12:20 AM, June 02, 2006  
Blogger babaloo said...

There now. Feeling a little better this morning?

Okay, then. Let me start by stating that I’m really not interested in talking about Pete McCloskey and his role with the IHR. McCloskey has made an attempt to distance himself from his previous association with that group, and it’s up to each individual to judge for him or herself whether those rationales are acceptable.

But you have made a grave mistake in letting your affection for McCloskey and his candidacy color your perception of the Institute for Historical Review (IHR). In your haste to defend this organization, you have gone to the IHR website and credulously and unquestioningly quoted their despicable and disingenuous propaganda.

Additionally, you have dismissed the ADL and their reports on the IHR agenda as nothing more than the complaints of a biased Jewish lobbying group.

So let’s try something else here. Founded in 1971, the Southern Poverty Law Center “is internationally known for its tolerance education programs, its legal victories against white supremacists and its tracking of hate groups.

* * *

*To-do list*.
**a.** Summarize the blog comment about the Institute for Historical Review in two sentences.
**b.** Resume the blog comment about the Institute for Historical Review from the point where the text stops.
The data that follow are separate from the blog comment about the Institute for Historical Review.

*Dataset excerpt*.
* * *

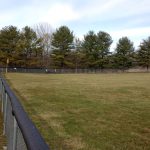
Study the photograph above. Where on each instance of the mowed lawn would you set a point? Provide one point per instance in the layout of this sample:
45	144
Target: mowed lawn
88	111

* * *

*Results of the exercise*.
**a.** The commenter declines to discuss Pete McCloskey's past association with the Institute for Historical Review, saying each person must judge for themselves his reasons for distancing himself from the group. The commenter argues that the person addressed let affection for McCloskey color their view of the IHR, uncritically quoted its propaganda, and dismissed the ADL's reports as the complaints of a biased lobbying group, and then turns to the Southern Poverty Law Center as another source.

**b.**
”Located in Montgomery, Alabama – the birthplace of the Civil Rights Movement – the Center was founded by Morris Dees and Joe Levin, two local lawyers who shared a commitment to racial equality. Its first president was civil rights activist Julian Bond.

”Throughout its history, the Center has worked to make the nation's Constitutional ideals a reality. The Center's legal department fights all forms of discrimination and works to protect society's most vulnerable members, handling innovative cases that few lawyers are willing to take. Over three decades, it has achieved significant legal victories, including landmark Supreme Court decisions and crushing jury verdicts against hate groups.

”In 1981, the Center began investigating hate activity in response to a resurgence of groups like the Ku Klux Klan. Today the Center's Intelligence Project monitors hate groups and tracks extremist activity throughout the U.S. It provides comprehensive updates to law enforcement, the media and the public through its quarterly magazine, Intelligence Report. Staff members regularly conduct training sessions for police, schools, and civil rights and community groups, and they often serve as experts at hearings and conferences.”


And here is what the SPLC has to say about the IHR

”American extremists who claim that Jews fabricated the Holocaust to discredit Hitler and to justify the dispossession of Palestinians have made common cause on the propaganda front with jihadists from the Middle East.

“At the forefront of this collaborative effort is the Institute for Historical Review (IHR), the leading promoter of Holocaust denial in the United States. Founded in 1978, the Southern California-based IHR distributes books, pamphlets, audio and videotapes that purport to prove the Holocaust never happened.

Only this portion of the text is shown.